Sisters of the People was founded in Sydney in 1890 by Methodist minister Reverend William George Taylor. Part of the Central Methodist Mission (now known as Wesley Mission) a home was set up at 88 Woolloomooloo Street, Woolloomooloo, and five women entered to become Sisters of the People with Laura Francis the first to sign up. The opening was announced on the front page of the Methodist Central Mission gazette on July 5, 1890.

==== Diary of Laura Francis ====
Reverend Taylor and the Mission's Committee asked the Sisters to keep a journal of their mission work, and Laura Francis began hers on the day of the opening of the Sisters' Home, August 4, 1890.  Sister Francis’ diary is held in the Mitchell Library, State Library of New South Wales.

=== Children's Home ===
Laura Francis was also involved in helping establish a Children's Home at 104 Woolloomooloo Street  as an arm of the Central Methodist Mission in 1893. Through her work in the slums many children were 'rescued' and placed in the home (later Dalmar). In later years she spent some time collecting for the home to help cover the cost of the new buildings at Carlingford.

EXERCISE BRIEF:
Reproduce the entire passage on the Sisters of the People word for word.

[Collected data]

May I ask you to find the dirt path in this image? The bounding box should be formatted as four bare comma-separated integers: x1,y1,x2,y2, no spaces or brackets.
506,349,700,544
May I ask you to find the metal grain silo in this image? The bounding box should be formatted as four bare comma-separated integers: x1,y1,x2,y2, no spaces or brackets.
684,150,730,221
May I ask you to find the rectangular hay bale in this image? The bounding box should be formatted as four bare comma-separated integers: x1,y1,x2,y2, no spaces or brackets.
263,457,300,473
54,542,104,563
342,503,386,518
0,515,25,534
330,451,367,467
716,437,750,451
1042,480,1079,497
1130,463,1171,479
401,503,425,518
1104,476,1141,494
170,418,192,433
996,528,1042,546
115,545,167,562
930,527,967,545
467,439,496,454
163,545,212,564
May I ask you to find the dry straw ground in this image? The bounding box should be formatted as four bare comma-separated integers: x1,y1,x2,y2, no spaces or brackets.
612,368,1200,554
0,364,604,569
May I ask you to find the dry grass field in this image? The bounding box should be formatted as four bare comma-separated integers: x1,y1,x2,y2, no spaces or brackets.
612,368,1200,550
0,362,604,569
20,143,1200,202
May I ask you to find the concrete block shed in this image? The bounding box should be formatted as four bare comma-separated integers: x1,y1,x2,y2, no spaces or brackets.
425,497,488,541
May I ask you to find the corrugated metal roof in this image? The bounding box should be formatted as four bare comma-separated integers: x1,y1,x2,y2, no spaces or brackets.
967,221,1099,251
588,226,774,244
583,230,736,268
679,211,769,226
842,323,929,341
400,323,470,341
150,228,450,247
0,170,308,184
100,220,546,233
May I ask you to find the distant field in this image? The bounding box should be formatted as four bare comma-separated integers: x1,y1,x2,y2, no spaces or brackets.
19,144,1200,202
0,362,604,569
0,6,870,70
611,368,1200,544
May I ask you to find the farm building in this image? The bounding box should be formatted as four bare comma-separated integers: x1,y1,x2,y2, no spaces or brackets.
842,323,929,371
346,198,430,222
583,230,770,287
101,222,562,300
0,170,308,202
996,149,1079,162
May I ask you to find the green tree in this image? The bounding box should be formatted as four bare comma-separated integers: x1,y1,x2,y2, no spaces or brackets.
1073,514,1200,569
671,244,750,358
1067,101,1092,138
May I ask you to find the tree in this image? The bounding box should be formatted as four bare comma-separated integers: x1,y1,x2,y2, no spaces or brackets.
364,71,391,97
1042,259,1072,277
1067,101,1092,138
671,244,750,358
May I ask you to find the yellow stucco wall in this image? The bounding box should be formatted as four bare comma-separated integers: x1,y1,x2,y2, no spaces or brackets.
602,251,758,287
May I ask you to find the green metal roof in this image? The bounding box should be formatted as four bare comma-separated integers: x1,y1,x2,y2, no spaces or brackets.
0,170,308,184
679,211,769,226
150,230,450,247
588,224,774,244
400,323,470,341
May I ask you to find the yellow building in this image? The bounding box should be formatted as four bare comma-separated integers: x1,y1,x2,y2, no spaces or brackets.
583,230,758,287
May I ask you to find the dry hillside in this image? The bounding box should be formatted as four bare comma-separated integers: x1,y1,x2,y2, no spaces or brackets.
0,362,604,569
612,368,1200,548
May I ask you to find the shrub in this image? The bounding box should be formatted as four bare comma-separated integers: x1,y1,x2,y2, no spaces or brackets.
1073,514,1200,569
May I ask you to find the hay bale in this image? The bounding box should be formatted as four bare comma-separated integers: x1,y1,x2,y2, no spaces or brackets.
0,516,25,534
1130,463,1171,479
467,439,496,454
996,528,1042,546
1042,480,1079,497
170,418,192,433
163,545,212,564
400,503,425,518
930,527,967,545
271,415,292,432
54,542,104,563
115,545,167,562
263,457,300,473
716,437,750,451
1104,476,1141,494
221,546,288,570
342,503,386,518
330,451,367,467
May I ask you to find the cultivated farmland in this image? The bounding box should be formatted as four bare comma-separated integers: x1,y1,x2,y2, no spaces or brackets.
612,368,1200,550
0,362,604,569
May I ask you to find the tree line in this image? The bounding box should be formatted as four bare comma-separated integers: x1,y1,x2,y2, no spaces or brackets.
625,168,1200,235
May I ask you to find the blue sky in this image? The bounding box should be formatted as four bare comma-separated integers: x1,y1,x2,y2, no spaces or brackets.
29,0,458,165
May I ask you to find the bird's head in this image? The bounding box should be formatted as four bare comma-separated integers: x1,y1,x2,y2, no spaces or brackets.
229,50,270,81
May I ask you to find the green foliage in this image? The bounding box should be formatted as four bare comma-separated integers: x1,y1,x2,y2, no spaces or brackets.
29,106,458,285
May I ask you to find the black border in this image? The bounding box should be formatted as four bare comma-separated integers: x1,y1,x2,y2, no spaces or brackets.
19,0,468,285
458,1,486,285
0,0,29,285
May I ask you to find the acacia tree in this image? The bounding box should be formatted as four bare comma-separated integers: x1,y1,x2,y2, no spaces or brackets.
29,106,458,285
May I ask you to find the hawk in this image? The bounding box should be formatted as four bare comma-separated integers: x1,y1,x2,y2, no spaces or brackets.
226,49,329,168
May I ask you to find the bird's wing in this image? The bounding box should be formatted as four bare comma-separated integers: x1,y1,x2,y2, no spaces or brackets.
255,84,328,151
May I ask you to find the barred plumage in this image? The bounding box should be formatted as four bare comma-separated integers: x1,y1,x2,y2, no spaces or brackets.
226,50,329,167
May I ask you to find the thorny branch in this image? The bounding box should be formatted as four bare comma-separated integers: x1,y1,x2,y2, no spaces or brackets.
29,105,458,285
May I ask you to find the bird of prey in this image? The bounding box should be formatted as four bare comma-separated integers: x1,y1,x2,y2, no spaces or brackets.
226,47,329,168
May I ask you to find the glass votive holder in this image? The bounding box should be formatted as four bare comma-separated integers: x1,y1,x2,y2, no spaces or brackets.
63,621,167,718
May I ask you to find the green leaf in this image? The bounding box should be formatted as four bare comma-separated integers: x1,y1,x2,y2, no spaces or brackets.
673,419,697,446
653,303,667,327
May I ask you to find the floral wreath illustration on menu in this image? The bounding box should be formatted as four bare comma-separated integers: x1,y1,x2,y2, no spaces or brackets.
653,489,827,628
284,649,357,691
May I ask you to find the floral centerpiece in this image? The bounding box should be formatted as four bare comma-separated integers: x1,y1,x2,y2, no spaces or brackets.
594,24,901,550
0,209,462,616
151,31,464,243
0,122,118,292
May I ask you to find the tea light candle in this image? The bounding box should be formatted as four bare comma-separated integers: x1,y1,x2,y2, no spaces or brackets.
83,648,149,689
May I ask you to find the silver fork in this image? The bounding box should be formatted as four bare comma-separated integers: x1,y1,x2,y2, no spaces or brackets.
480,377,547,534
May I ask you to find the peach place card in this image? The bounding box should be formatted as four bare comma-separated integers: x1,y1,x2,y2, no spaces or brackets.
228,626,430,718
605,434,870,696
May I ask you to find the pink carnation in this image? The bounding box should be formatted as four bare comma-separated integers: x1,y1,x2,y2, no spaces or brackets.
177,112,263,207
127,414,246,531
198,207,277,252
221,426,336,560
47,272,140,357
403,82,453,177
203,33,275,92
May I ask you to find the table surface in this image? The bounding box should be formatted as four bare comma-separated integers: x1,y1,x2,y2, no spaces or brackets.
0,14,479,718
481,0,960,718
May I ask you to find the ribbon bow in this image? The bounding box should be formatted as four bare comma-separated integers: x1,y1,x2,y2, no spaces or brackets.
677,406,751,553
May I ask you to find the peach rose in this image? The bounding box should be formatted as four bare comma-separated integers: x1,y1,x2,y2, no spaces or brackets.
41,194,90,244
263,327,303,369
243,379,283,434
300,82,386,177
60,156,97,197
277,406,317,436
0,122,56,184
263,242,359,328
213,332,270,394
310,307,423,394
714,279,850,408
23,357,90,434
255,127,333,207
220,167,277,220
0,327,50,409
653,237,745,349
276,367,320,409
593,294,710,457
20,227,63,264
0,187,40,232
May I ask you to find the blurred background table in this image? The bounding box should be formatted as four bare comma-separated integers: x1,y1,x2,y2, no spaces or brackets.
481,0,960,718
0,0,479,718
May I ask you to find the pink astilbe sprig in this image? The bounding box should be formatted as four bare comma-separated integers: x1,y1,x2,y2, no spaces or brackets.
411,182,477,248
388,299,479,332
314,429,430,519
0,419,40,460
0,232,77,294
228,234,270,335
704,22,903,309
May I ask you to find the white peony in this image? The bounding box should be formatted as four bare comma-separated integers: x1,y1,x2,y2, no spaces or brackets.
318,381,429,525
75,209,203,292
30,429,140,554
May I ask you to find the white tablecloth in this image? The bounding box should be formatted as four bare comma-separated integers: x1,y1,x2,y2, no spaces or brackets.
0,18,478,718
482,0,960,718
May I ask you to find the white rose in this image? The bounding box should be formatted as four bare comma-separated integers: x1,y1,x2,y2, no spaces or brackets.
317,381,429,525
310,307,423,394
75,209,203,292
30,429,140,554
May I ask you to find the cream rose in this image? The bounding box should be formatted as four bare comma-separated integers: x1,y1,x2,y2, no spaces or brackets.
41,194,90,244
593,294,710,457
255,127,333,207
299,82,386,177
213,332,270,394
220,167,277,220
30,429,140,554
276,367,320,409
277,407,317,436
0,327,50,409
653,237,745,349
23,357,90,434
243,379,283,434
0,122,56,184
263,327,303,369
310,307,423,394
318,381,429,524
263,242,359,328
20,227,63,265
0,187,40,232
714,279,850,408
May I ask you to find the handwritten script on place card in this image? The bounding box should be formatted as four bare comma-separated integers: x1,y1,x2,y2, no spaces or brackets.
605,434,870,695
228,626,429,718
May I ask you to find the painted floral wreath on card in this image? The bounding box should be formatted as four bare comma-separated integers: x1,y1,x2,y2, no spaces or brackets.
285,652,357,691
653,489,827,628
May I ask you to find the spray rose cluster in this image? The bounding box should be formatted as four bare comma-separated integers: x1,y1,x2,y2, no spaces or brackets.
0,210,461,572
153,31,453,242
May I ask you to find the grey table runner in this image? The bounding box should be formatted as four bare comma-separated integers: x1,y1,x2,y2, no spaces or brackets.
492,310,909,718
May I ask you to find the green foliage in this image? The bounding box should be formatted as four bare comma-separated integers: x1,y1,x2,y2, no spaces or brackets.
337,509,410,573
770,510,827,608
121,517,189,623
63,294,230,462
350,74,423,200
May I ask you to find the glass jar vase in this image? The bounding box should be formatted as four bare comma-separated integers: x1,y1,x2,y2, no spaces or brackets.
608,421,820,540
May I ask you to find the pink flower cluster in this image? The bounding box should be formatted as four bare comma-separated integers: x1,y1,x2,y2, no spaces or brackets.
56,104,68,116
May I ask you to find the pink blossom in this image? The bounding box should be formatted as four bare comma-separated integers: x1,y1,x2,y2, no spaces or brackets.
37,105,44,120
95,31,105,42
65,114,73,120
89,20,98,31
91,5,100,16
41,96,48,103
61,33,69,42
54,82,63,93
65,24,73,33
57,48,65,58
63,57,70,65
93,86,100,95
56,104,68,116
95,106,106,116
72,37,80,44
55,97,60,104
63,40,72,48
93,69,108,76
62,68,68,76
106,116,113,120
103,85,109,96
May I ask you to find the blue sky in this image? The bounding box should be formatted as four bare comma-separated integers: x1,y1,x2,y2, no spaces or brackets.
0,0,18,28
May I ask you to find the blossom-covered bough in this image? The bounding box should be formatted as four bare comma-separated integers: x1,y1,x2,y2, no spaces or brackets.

SOLUTION FOR THIS EXERCISE:
Sisters of the People was founded in Sydney in 1890 by Methodist minister Reverend William George Taylor. Part of the Central Methodist Mission (now known as Wesley Mission) a home was set up at 88 Woolloomooloo Street, Woolloomooloo, and five women entered to become Sisters of the People with Laura Francis the first to sign up. The opening was announced on the front page of the Methodist Central Mission gazette on July 5, 1890.

==== Diary of Laura Francis ====
Reverend Taylor and the Mission's Committee asked the Sisters to keep a journal of their mission work, and Laura Francis began hers on the day of the opening of the Sisters' Home, August 4, 1890.  Sister Francis’ diary is held in the Mitchell Library, State Library of New South Wales.

=== Children's Home ===
Laura Francis was also involved in helping establish a Children's Home at 104 Woolloomooloo Street  as an arm of the Central Methodist Mission in 1893. Through her work in the slums many children were 'rescued' and placed in the home (later Dalmar). In later years she spent some time collecting for the home to help cover the cost of the new buildings at Carlingford.